- OBJECTIVES
1. Duplicate everything in the NTPNS scraper notebook from "import sys, subprocess" down to "build for ubuntu20.04-x64.".
2. Write the next part of the NTPNS scraper notebook, picking up right after its last line.

- TEXT SEGMENT
----------

# Extract NTPNS Members (name + website) across all categories

Scrape https://www.ntpns.rs/members?lang=en for all categories (Startups, R&D Companies, Research Institutes, Virtual Members, Innovation Partners).
For each entity, capture:

- name
- website (from the "Visit Website" button in the modal, when available)
- category

Saves to `ntpns_members.csv` in this folder.

In [1]:
# Imports and setup
import time, re, json
from pathlib import Path
import pandas as pd
from playwright.sync_api import TimeoutError as PlaywrightTimeout
import asyncio, nest_asyncio
from playwright.async_api import async_playwright, TimeoutError as AsyncPlaywrightTimeout

BASE_URL = "https://www.ntpns.rs/members?lang=en"

CATEGORIES = [
    "Startups",
    "R&D Companies",
    "Research Institutes",
    "Virtual Members",
    "Innovation Partners",
]

# Tunable timeouts (ms) to keep runs snappy in notebooks
PAGE_TIMEOUT = 6000
TAB_CLICK_TIMEOUT = 800
MODAL_TIMEOUT = 2000
CARD_HEADING_TIMEOUT = 500

In [2]:
# Ensure Chromium is available for Playwright (safe no-op if already installed)
import sys, subprocess
try:
    subprocess.run([sys.executable, '-m', 'playwright', 'install', 'chromium'], check=False, stdout=None, stderr=None)
except Exception as e:
    print('Playwright install hint:', e)

BEWARE: your OS is not officially supported by Playwright; downloading fallback build for ubuntu20.04-x64.

----------

(Contour annotation records)
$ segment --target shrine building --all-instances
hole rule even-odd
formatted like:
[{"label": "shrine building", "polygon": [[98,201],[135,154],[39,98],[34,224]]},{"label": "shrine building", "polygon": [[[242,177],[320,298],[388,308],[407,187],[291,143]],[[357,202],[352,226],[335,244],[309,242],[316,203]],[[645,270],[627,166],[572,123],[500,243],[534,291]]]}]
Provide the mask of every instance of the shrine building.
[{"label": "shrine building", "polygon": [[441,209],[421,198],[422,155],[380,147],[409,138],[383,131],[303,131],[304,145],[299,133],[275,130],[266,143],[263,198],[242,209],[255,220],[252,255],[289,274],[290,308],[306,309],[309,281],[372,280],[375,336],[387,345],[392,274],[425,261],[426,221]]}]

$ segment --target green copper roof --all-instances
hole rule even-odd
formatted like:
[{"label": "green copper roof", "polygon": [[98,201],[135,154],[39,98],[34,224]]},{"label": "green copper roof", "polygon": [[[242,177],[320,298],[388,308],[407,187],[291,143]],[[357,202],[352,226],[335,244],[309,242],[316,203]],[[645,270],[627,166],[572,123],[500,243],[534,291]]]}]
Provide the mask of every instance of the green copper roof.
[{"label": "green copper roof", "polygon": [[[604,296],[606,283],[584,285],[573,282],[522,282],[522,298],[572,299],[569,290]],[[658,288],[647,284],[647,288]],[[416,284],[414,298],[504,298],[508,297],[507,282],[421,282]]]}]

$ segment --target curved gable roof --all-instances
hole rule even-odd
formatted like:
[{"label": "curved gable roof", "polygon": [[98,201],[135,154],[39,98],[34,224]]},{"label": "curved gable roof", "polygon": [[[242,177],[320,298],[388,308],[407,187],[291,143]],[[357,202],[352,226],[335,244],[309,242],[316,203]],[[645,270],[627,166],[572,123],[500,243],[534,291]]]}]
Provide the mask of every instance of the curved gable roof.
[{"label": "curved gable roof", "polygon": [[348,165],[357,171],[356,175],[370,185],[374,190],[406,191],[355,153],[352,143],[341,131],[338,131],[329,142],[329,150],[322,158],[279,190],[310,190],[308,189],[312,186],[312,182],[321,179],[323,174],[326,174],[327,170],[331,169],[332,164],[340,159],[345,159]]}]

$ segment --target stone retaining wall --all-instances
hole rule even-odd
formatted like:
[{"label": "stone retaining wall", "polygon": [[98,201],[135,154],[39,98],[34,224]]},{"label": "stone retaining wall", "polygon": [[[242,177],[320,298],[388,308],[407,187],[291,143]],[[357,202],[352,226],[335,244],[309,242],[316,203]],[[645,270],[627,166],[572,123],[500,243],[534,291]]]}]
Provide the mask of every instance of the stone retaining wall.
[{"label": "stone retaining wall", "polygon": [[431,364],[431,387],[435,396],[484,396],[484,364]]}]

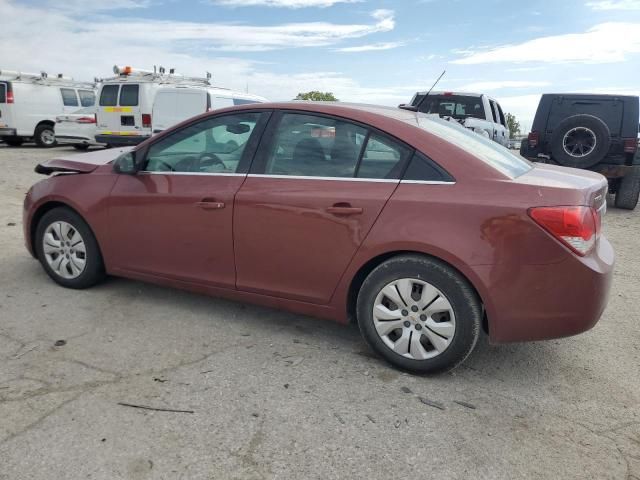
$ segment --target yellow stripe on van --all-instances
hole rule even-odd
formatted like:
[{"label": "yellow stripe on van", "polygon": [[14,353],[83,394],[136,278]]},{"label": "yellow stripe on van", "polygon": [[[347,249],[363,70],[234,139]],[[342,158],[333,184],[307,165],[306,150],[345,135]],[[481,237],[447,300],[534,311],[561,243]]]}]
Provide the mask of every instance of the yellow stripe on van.
[{"label": "yellow stripe on van", "polygon": [[104,107],[105,112],[113,113],[113,112],[124,112],[131,113],[133,112],[133,108],[131,107]]}]

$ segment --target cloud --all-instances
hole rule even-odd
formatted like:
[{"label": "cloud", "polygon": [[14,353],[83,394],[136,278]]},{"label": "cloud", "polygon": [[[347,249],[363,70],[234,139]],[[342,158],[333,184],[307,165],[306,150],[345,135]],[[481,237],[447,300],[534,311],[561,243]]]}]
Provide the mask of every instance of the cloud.
[{"label": "cloud", "polygon": [[210,0],[210,3],[226,7],[327,8],[337,3],[359,3],[361,1],[363,0]]},{"label": "cloud", "polygon": [[640,0],[600,0],[587,2],[594,10],[640,10]]},{"label": "cloud", "polygon": [[485,92],[489,90],[501,90],[505,88],[538,88],[547,87],[549,85],[551,85],[551,82],[533,82],[527,80],[497,80],[493,82],[468,83],[467,85],[456,88],[456,90],[468,92]]},{"label": "cloud", "polygon": [[601,23],[584,33],[536,38],[516,45],[467,52],[452,63],[615,63],[640,53],[640,23]]},{"label": "cloud", "polygon": [[368,45],[358,45],[355,47],[337,48],[337,52],[357,53],[357,52],[372,52],[376,50],[391,50],[404,46],[404,42],[383,42],[383,43],[370,43]]}]

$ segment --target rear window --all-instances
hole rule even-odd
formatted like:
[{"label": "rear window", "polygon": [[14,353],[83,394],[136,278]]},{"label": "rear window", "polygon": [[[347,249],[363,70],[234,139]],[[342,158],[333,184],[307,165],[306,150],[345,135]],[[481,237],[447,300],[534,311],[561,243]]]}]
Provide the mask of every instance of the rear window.
[{"label": "rear window", "polygon": [[91,90],[78,90],[80,97],[80,105],[83,107],[92,107],[96,104],[96,94]]},{"label": "rear window", "polygon": [[418,126],[469,152],[507,177],[519,177],[533,168],[528,160],[514,155],[502,145],[473,133],[457,123],[441,120],[438,117],[418,115]]},{"label": "rear window", "polygon": [[78,96],[73,88],[61,88],[60,93],[62,94],[62,103],[65,107],[78,106]]},{"label": "rear window", "polygon": [[[424,95],[416,96],[414,105],[417,105]],[[453,118],[486,118],[482,98],[468,95],[429,95],[422,105],[423,113],[435,113],[441,117]]]},{"label": "rear window", "polygon": [[139,85],[123,85],[120,89],[120,106],[135,107],[138,105]]},{"label": "rear window", "polygon": [[104,85],[100,93],[100,106],[115,107],[118,104],[118,89],[120,85]]}]

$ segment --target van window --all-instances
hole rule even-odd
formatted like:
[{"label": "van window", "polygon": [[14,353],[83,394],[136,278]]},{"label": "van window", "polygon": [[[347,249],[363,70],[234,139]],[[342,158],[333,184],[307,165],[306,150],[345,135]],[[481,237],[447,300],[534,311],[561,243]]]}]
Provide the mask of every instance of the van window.
[{"label": "van window", "polygon": [[92,107],[96,104],[96,94],[91,90],[78,90],[80,96],[80,105],[83,107]]},{"label": "van window", "polygon": [[135,107],[138,105],[140,85],[123,85],[120,89],[120,106]]},{"label": "van window", "polygon": [[61,88],[60,93],[62,94],[62,103],[65,107],[78,106],[78,97],[73,88]]},{"label": "van window", "polygon": [[115,107],[118,104],[118,89],[120,85],[104,85],[100,93],[100,106]]}]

----------

- ANSWERS
1.
import sys, subprocess
try:
    subprocess.run([sys.executable, '-m', 'playwright', 'install', 'chromium'], check=False, stdout=None, stderr=None)
except Exception as e:
    print('Playwright install hint:', e)

BEWARE: your OS is not officially supported by Playwright; downloading fallback build for ubuntu20.04-x64.

2.
BEWARE: your OS is not officially supported by Playwright; downloading fallback build for ubuntu20.04-x64.
BEWARE: your OS is not officially supported by Playwright; downloading fallback build for ubuntu20.04-x64.


In [3]:
# Scrape function using Playwright (async, with robust website capture + card-level fallbacks)
nest_asyncio.apply()

def _norm_text(t: str) -> str:
    return re.sub(r"\s+", " ", (t or "").strip())

def _unique_preserve(seq):
    seen = set()
    out = []
    for s in seq:
        if s in seen:
            continue
        seen.add(s)
        out.append(s)
    return out

async def scrape_ntpns_async():
    rows = []
    async with async_playwright() as p:
        browser = await p.chromium.launch(headless=True)
        context = await browser.new_context()
        page = await context.new_page()
        page.set_default_timeout(PAGE_TIMEOUT)
        print('Opening page…')
        await page.goto(BASE_URL, wait_until='load')
        try:
            await page.wait_for_load_state('networkidle', timeout=3000)
        except Exception:
            pass
        # Accept cookies if present
        try:
            await page.get_by_role('button', name=re.compile('accept|agree', re.I)).click(timeout=2000)
        except Exception:
            pass
        for cat in CATEGORIES:
            print(f'Category: {cat} …', end=' ')
            # Click category tab using multiple strategies
            clicked = False
            for locator in [
                page.get_by_role('tab', name=cat),
                page.get_by_role('button', name=cat),
                page.get_by_role('link', name=cat),
                page.get_by_text(cat, exact=False),
            ]:
                try:
                    await locator.first.click(timeout=TAB_CLICK_TIMEOUT)
                    clicked = True
                    break
                except Exception:
                    continue
            if not clicked:
                print('[tab not found]')
                continue
            # Collect visible unique card names from H3 headings only
            await page.wait_for_timeout(500)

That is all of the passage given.